# WHAT YOU WILL DO
Reproduce the data below verbatim, line by line, and leave any image out of your reproduction.
-- -- --
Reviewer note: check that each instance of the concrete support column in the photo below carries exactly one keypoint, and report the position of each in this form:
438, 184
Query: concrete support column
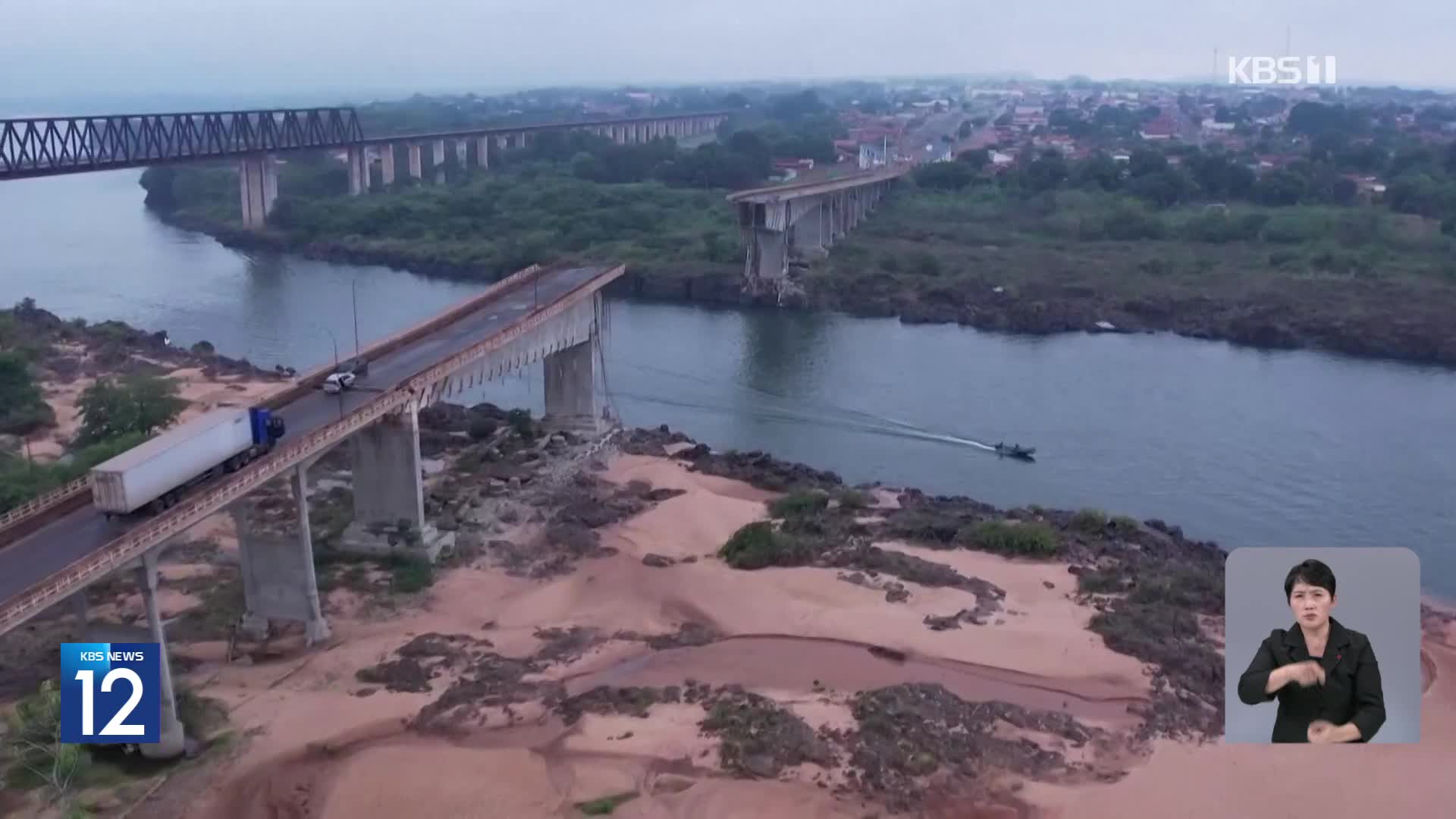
767, 256
171, 738
570, 397
388, 485
386, 164
258, 183
416, 161
359, 169
277, 566
807, 232
316, 629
-- -- --
# TASK OUTPUT
Reviewer note: check that each instance of the concrete support column in the photo below carries exactly one keypoint, and report the position of each in this form:
438, 184
Query: concrete support column
767, 256
171, 738
570, 397
388, 485
386, 164
258, 183
416, 161
359, 169
277, 566
807, 232
316, 629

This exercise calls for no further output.